BEGIN
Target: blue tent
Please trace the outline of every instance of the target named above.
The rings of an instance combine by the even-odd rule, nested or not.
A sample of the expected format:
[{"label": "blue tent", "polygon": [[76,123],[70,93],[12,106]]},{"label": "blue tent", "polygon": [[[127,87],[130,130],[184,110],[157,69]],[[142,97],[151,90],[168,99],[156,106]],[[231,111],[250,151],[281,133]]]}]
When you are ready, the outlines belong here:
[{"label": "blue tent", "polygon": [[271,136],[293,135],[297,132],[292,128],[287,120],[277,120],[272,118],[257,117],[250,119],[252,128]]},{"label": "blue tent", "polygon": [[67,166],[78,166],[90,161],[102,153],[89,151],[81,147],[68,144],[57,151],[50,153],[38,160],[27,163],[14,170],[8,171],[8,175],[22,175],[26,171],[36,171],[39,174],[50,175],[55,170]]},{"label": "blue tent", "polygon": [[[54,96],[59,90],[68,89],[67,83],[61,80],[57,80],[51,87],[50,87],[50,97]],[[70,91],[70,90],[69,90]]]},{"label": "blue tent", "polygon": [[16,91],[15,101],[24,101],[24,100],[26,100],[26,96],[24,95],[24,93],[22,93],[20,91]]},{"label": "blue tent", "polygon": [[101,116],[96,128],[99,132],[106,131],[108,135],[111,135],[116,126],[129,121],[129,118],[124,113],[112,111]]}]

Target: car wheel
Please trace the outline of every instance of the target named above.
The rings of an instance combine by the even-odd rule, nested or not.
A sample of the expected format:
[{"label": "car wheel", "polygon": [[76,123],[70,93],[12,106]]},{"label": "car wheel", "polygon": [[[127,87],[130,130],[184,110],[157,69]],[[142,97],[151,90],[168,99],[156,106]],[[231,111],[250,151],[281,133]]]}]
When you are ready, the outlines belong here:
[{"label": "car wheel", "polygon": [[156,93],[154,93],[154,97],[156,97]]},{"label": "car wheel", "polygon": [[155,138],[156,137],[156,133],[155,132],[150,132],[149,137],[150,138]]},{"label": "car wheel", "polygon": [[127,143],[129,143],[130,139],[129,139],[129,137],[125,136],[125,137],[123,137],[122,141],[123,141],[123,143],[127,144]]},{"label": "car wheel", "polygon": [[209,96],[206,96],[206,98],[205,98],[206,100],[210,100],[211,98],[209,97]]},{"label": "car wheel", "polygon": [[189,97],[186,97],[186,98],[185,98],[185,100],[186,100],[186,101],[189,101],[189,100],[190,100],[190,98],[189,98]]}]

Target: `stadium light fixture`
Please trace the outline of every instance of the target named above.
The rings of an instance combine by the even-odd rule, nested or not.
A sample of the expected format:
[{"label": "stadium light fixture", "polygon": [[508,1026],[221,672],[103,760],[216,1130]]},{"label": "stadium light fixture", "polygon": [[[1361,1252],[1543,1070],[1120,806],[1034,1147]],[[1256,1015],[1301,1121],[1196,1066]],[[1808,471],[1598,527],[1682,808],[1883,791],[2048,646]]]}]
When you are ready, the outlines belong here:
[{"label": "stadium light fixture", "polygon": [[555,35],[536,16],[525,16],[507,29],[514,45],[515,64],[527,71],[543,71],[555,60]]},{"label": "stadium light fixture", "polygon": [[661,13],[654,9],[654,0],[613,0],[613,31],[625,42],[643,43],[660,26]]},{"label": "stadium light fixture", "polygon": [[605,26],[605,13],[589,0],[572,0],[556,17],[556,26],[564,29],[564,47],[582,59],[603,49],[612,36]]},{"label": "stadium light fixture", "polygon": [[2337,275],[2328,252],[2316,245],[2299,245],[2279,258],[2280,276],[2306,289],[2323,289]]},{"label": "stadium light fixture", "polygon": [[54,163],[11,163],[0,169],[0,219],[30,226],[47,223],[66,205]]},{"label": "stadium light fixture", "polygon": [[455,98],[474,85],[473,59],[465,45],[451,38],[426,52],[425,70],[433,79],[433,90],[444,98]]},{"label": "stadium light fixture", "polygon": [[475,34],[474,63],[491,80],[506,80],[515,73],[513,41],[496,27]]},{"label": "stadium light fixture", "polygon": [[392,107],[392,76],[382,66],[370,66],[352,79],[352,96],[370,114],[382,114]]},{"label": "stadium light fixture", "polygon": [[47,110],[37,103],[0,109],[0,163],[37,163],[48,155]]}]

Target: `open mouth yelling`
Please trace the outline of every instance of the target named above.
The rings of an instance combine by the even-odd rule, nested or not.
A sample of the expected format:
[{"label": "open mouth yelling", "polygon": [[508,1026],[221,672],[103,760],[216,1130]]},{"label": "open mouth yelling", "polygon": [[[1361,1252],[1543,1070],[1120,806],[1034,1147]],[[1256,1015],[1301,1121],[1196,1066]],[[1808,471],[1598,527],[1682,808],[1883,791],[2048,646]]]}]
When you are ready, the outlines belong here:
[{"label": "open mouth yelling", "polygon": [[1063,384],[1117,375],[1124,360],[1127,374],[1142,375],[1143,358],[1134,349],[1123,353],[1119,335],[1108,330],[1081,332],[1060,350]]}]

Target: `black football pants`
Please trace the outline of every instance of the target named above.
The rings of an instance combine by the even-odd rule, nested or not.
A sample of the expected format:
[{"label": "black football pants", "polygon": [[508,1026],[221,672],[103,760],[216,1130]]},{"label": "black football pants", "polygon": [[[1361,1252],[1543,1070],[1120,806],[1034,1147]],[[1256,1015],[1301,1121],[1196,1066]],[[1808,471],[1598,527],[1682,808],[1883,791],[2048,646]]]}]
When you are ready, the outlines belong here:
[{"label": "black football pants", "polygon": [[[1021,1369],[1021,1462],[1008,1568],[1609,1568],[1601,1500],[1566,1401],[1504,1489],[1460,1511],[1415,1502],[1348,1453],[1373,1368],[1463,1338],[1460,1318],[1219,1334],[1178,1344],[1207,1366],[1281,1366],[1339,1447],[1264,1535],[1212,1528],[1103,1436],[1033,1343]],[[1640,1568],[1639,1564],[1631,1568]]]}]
END
What the task asks: Everything in the listing should be written out again exactly.

Answer space:
Target: blue tent
Please trace the outline of every instance of the target named above.
The rings of an instance combine by the even-odd rule, nested or not.
A sample of the expected format:
[{"label": "blue tent", "polygon": [[76,123],[70,93],[12,106]]},{"label": "blue tent", "polygon": [[[127,87],[130,130],[184,110],[157,69]],[[142,97],[151,90],[168,99],[156,106]],[[231,111],[250,151],[281,133]]]}]
When you are ready, the outlines belong here:
[{"label": "blue tent", "polygon": [[271,136],[293,135],[297,132],[292,128],[287,120],[277,120],[272,118],[257,117],[250,119],[252,128]]},{"label": "blue tent", "polygon": [[67,166],[78,166],[90,161],[102,153],[89,151],[81,147],[68,144],[57,151],[50,153],[38,160],[27,163],[14,170],[8,171],[8,175],[22,175],[26,171],[36,171],[39,174],[50,175],[55,170]]},{"label": "blue tent", "polygon": [[[54,96],[59,90],[68,89],[67,83],[61,80],[57,80],[51,87],[50,87],[50,97]],[[70,91],[70,90],[69,90]]]},{"label": "blue tent", "polygon": [[16,91],[15,101],[24,101],[24,100],[26,100],[26,96],[24,95],[24,93],[22,93],[20,91]]},{"label": "blue tent", "polygon": [[101,116],[96,128],[99,132],[106,131],[108,135],[111,135],[116,126],[129,121],[129,118],[124,113],[112,111]]}]

Target: car wheel
Please trace the outline of every instance of the target named above.
The rings of an instance combine by the even-odd rule, nested or not.
A sample of the expected format:
[{"label": "car wheel", "polygon": [[76,123],[70,93],[12,106]]},{"label": "car wheel", "polygon": [[[127,87],[130,130],[184,110],[157,69]],[[142,97],[151,90],[168,99],[156,106]],[[231,111],[250,151],[281,133]]]}]
When you are ready, the outlines belong here:
[{"label": "car wheel", "polygon": [[156,93],[154,93],[154,97],[156,97]]},{"label": "car wheel", "polygon": [[155,138],[156,137],[156,133],[155,132],[150,132],[149,137],[150,138]]},{"label": "car wheel", "polygon": [[127,143],[129,143],[130,139],[129,139],[129,137],[125,136],[125,137],[123,137],[122,141],[123,141],[123,143],[127,144]]},{"label": "car wheel", "polygon": [[209,96],[206,96],[206,98],[205,98],[206,100],[210,100],[211,98],[209,97]]},{"label": "car wheel", "polygon": [[189,97],[186,97],[186,98],[185,98],[185,100],[186,100],[186,101],[189,101],[189,100],[190,100],[190,98],[189,98]]}]

Target: `stadium light fixture`
Please trace the outline of every instance of the target named above.
The rings of an instance combine by the even-odd rule, nested or not.
A sample of the expected format:
[{"label": "stadium light fixture", "polygon": [[508,1026],[221,672],[103,760],[216,1130]]},{"label": "stadium light fixture", "polygon": [[[1361,1252],[1543,1070],[1120,806],[1034,1147]],[[1256,1015],[1301,1121],[1196,1066]],[[1808,471],[1598,527],[1682,808],[1883,791],[2048,646]]]}]
When you are ready, the outlines belong here:
[{"label": "stadium light fixture", "polygon": [[555,35],[536,16],[525,16],[507,29],[514,45],[515,64],[527,71],[543,71],[555,60]]},{"label": "stadium light fixture", "polygon": [[661,13],[654,9],[654,0],[613,0],[613,31],[625,42],[643,43],[660,26]]},{"label": "stadium light fixture", "polygon": [[605,26],[605,13],[589,0],[572,0],[556,17],[556,26],[564,29],[564,47],[582,59],[603,49],[612,36]]},{"label": "stadium light fixture", "polygon": [[2337,275],[2328,252],[2316,245],[2299,245],[2279,258],[2280,276],[2306,289],[2323,289]]},{"label": "stadium light fixture", "polygon": [[54,163],[11,163],[0,169],[0,219],[30,226],[47,223],[66,205]]},{"label": "stadium light fixture", "polygon": [[455,98],[474,85],[473,59],[465,45],[451,38],[426,52],[425,70],[433,79],[433,90],[444,98]]},{"label": "stadium light fixture", "polygon": [[475,34],[474,63],[491,80],[506,80],[515,73],[513,41],[496,27]]},{"label": "stadium light fixture", "polygon": [[392,107],[392,76],[382,66],[370,66],[352,79],[352,96],[370,114],[382,114]]},{"label": "stadium light fixture", "polygon": [[47,110],[37,103],[0,109],[0,163],[37,163],[48,155]]}]

Target: `open mouth yelling`
Please trace the outline of every instance of the target named above.
The rings of an instance combine by the even-odd rule, nested or not.
A sample of the expected format:
[{"label": "open mouth yelling", "polygon": [[508,1026],[221,672],[103,760],[216,1130]]},{"label": "open mouth yelling", "polygon": [[[1361,1252],[1543,1070],[1120,806],[1034,1147]],[[1256,1015],[1301,1121],[1196,1066]],[[1808,471],[1598,527],[1682,808],[1883,791],[2048,646]]]}]
When you are ready, the outlines belong here:
[{"label": "open mouth yelling", "polygon": [[1063,384],[1117,375],[1124,360],[1127,374],[1142,375],[1143,358],[1134,349],[1123,353],[1119,335],[1108,330],[1081,332],[1060,350]]}]

Target: `black football pants`
Please trace the outline of every instance of the target named above.
The rings of an instance combine by the even-odd rule, nested or not.
A sample of the expected format:
[{"label": "black football pants", "polygon": [[508,1026],[221,672],[103,760],[216,1130]]},{"label": "black football pants", "polygon": [[[1361,1252],[1543,1070],[1120,806],[1034,1147]],[[1256,1015],[1301,1121],[1196,1066]],[[1808,471],[1598,527],[1682,808],[1883,791],[2048,646]]]}]
When you are ready, the outlines belong here:
[{"label": "black football pants", "polygon": [[[1021,1369],[1021,1462],[1008,1568],[1609,1568],[1601,1500],[1566,1401],[1504,1489],[1460,1511],[1415,1502],[1348,1453],[1373,1368],[1463,1338],[1460,1318],[1219,1334],[1178,1344],[1207,1366],[1281,1366],[1339,1447],[1264,1535],[1212,1528],[1103,1436],[1033,1343]],[[1640,1568],[1639,1564],[1631,1568]]]}]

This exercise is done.